## Work to be completed
Go through the listing and set it down exactly, leaving out its pictures.

^^^^^^^^

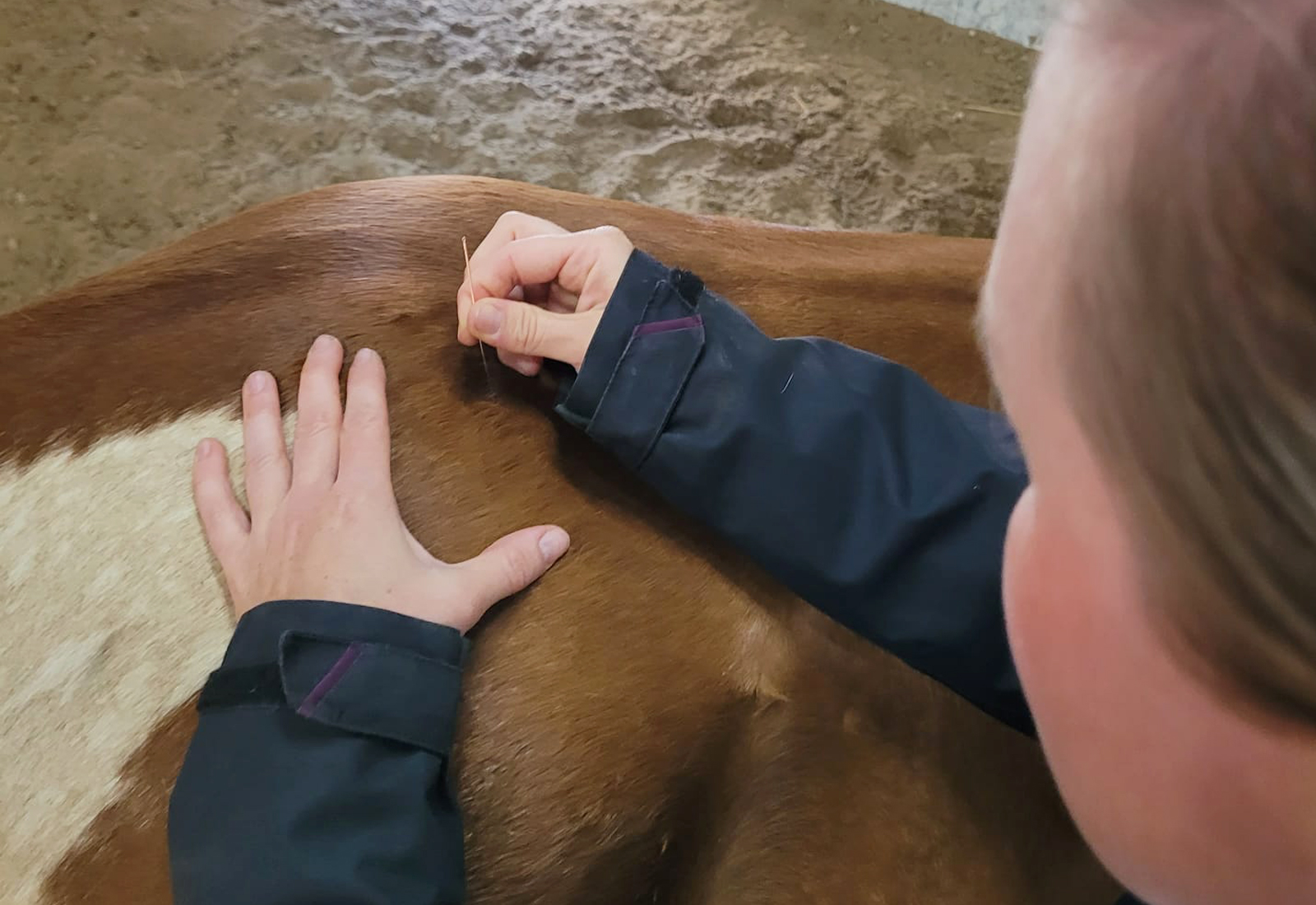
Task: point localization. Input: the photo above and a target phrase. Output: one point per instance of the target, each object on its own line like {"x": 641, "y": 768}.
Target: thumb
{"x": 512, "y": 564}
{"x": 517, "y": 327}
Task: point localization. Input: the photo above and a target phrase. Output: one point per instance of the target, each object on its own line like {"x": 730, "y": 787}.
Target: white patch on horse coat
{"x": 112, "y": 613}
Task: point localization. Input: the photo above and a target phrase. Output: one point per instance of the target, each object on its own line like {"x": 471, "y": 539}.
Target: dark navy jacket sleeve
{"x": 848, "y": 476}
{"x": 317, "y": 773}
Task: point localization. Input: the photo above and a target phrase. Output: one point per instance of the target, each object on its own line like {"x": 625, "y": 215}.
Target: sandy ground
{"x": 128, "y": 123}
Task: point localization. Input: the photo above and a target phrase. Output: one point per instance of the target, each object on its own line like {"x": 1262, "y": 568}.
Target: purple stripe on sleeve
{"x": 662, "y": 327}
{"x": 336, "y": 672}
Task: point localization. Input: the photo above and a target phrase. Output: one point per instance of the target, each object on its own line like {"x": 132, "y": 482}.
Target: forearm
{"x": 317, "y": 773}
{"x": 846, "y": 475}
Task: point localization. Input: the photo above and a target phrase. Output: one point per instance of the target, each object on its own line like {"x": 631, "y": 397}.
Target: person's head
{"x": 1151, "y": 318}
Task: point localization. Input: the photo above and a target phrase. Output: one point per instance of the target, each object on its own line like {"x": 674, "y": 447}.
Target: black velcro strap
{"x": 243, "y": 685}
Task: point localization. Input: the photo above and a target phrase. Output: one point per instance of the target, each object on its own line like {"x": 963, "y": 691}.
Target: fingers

^^^^^^^^

## Correct result
Task: point localization. Input: the photo above and a target phrase. Output: one point per instance of the target, each object on its own line like {"x": 641, "y": 768}.
Target: thumb
{"x": 512, "y": 564}
{"x": 517, "y": 327}
Task: point localization. Input: the photo above and a target phrase. Output: one point per instance of the target, each object on its own line like {"x": 730, "y": 787}.
Target: white patch on horse coat
{"x": 112, "y": 613}
Task: point localization. Input: the photo above and a target phrase. Output: one point per instance of the target, each object on its own line like {"x": 471, "y": 539}.
Target: dark navy jacket sleeve
{"x": 848, "y": 476}
{"x": 317, "y": 773}
Task: point localization. Input: the photo above and a target phrase. Output: one point per instance of the target, each object on its own line like {"x": 625, "y": 215}.
Target: sandy ground
{"x": 128, "y": 123}
Task: point localization. Input: the photo above and a target phrase. Output: one point per instance of the target, each object on its own line like {"x": 1262, "y": 568}.
Target: purple stripe on sleeve
{"x": 662, "y": 327}
{"x": 336, "y": 672}
Task: point localization. Input: the photo above and a target phrase. Output: one point per instance of the target, each object on its own line like {"x": 132, "y": 482}.
Target: forearm
{"x": 317, "y": 773}
{"x": 846, "y": 475}
Task: point localization. Input: the photo above and a target phrase. Output: one point per instance of the target, each object on its own line like {"x": 631, "y": 397}.
Target: person's head
{"x": 1151, "y": 318}
Task: point localization. Input: the photo above and a target phrase. Output: one point per instance of the target, each object on its own line like {"x": 674, "y": 447}.
Target: black velcro strap
{"x": 243, "y": 685}
Task: point localization. Input: the photo above and a target phrase. Output: one point per instance of the target, each object on its own line like {"x": 963, "y": 691}.
Target: fingers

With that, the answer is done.